Teks Sumber:

====================

JAKARTA, Brebesinfo.com – DPR dan pemerintah mendapat kritik keras setelah membahas revisi Undang-Undang Nomor 34 Tahun 2004 tentang TNI di Hotel Fairmont Jakarta, Jumat (14/3/2025). Rapat digelar di hotel bintang lima, bukan di ruang rapat DPR seperti biasanya. Selain itu, rapat ini tidak disiarkan di YouTube DPR maupun TV Parlemen.
Koalisi Masyarakat Sipil untuk Reformasi Sektor Keamanan menilai langkah ini menyakiti hati rakyat. Mereka menyayangkan pembahasan undang-undang penting dilakukan secara tertutup di tempat mewah, apalagi pada akhir pekan. Menurut mereka, ini menunjukkan rendahnya komitmen terhadap transparansi dan partisipasi publik.
“Pemerintah dan DPR membahas RUU ini di hotel mewah pada akhir pekan. Kami melihat ini sebagai tanda lemahnya komitmen untuk melibatkan publik dalam penyusunan regulasi penting,” kata pernyataan resmi Koalisi Sipil, Sabtu (15/3/2025) malam.

====================

Bahan Terkumpul:
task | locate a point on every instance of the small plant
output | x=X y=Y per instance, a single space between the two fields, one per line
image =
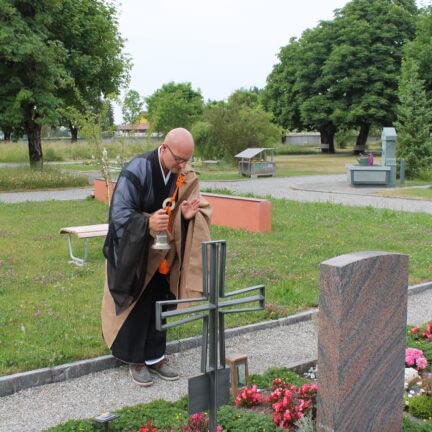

====================

Ketentuan Tugas:
Tentukan apakah tiap pernyataan di bawah ini sesuai dengan berita tentang revisi UU TNI di atas; jawab ya atau tidak dan sertakan kutipan persis dari berita yang menentukan jawabannya. (a) Rapat pembahasan revisi UU TNI digelar di ruang rapat DPR. (b) Rapat tersebut tidak disiarkan di YouTube DPR. (c) Pernyataan resmi Koalisi Sipil disampaikan pada Sabtu malam.

Jawaban Lengkap:
(a) Tidak: "Rapat digelar di hotel bintang lima, bukan di ruang rapat DPR seperti biasanya."
(b) Ya: "rapat ini tidak disiarkan di YouTube DPR maupun TV Parlemen."
(c) Ya: "kata pernyataan resmi Koalisi Sipil, Sabtu (15/3/2025) malam."